• What is expected:
Reproduce the records word for word, from the line containing "Select yellow goalkeeper" through the end of the records, inclusive.
————————
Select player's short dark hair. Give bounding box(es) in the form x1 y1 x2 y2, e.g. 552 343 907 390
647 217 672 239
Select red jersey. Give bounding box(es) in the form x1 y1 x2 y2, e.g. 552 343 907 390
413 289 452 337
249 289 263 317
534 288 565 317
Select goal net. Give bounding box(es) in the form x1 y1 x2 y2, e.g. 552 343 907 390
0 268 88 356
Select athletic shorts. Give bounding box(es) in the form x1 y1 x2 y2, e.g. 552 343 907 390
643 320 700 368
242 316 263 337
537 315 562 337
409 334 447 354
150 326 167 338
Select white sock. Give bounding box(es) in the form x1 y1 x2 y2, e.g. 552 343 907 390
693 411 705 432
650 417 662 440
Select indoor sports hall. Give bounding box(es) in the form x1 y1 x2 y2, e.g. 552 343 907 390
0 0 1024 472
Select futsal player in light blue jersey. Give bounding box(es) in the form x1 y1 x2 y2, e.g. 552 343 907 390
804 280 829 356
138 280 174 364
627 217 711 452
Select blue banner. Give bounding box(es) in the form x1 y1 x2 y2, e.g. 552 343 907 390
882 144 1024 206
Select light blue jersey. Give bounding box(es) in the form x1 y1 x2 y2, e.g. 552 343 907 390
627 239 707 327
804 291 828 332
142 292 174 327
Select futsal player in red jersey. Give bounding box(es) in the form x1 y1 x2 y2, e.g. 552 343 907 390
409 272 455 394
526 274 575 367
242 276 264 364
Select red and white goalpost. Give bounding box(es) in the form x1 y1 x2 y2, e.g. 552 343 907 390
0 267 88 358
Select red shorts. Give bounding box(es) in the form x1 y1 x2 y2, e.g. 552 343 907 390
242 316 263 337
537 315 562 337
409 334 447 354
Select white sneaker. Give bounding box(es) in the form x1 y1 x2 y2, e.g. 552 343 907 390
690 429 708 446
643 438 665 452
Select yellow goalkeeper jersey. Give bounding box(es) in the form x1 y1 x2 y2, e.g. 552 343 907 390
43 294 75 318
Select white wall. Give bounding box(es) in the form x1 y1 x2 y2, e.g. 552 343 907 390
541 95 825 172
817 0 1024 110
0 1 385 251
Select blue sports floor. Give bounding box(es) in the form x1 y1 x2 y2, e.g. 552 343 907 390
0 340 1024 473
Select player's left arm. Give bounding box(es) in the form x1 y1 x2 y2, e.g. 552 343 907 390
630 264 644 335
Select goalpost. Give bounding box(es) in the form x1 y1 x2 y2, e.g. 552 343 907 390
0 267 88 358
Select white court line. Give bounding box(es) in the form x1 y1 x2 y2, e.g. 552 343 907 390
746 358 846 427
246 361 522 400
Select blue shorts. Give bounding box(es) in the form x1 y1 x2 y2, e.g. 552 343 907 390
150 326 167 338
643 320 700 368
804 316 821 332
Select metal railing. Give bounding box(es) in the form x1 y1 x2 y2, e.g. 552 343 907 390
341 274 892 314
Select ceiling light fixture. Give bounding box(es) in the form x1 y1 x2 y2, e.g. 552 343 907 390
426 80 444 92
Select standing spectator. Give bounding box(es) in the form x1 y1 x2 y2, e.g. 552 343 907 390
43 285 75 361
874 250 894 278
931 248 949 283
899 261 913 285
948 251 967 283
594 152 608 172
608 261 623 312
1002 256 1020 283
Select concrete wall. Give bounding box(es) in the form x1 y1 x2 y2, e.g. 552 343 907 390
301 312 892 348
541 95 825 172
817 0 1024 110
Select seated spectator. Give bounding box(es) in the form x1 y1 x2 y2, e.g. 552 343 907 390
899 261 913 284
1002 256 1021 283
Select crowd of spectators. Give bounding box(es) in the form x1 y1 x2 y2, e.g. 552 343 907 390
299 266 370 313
————————
• Expected output:
Select yellow goalkeeper jersey. Give bounding box(es) in the form x1 y1 x2 y2, e.g. 552 343 907 390
43 294 75 318
Select white wall. Give bounding box(es) in the form x1 y1 x2 y2, e.g. 552 343 907 390
541 95 825 172
817 0 1024 110
0 1 385 251
Select blue sports floor. Give bounding box(es) in the form x1 y1 x2 y2, e.g. 552 343 907 390
0 340 1024 473
Select player's left arm. Give bounding box(es) in the form x1 y1 x2 y2, e.g. 552 343 907 390
630 264 644 335
Select goalpost. Give bounding box(es) in the form x1 y1 x2 y2, e.g. 552 343 907 390
0 267 88 358
Select white court line. Give bounding box(es) in the form x1 y1 x2 y2, e.g. 552 343 907 390
746 358 846 427
246 361 522 400
Select blue shorts. Give bounding box(es) in the form x1 y1 x2 y2, e.g. 552 343 907 390
150 326 167 338
643 320 700 368
804 316 821 332
Select metal railing. Give bounding box(es) in the form x1 y1 x2 y2, e.g. 552 343 907 390
341 274 892 314
Select ceiling light fixture. Give bounding box(es) in the form x1 y1 x2 y2, e.g. 552 343 907 390
426 80 444 92
Select standing spectator. Give bounding box(es) in the form x1 y1 x2 y2, e.g. 552 343 907 390
43 285 75 361
874 250 894 278
931 248 949 283
899 261 913 285
948 251 967 283
594 152 608 172
608 261 623 312
1002 256 1020 283
Select concrete wall. Give bounding box(es) in the form x1 y1 x2 y2, e.g. 552 343 907 390
301 312 892 348
541 95 825 172
817 0 1024 110
Select seated spectator. Give bounding box(es) in the form x1 y1 x2 y2, e.g. 552 343 907 390
899 261 913 284
1002 256 1021 283
Select crowd of spectators. Give bounding box(es) in the form x1 y1 x2 y2, e.g. 552 343 907 390
299 266 370 313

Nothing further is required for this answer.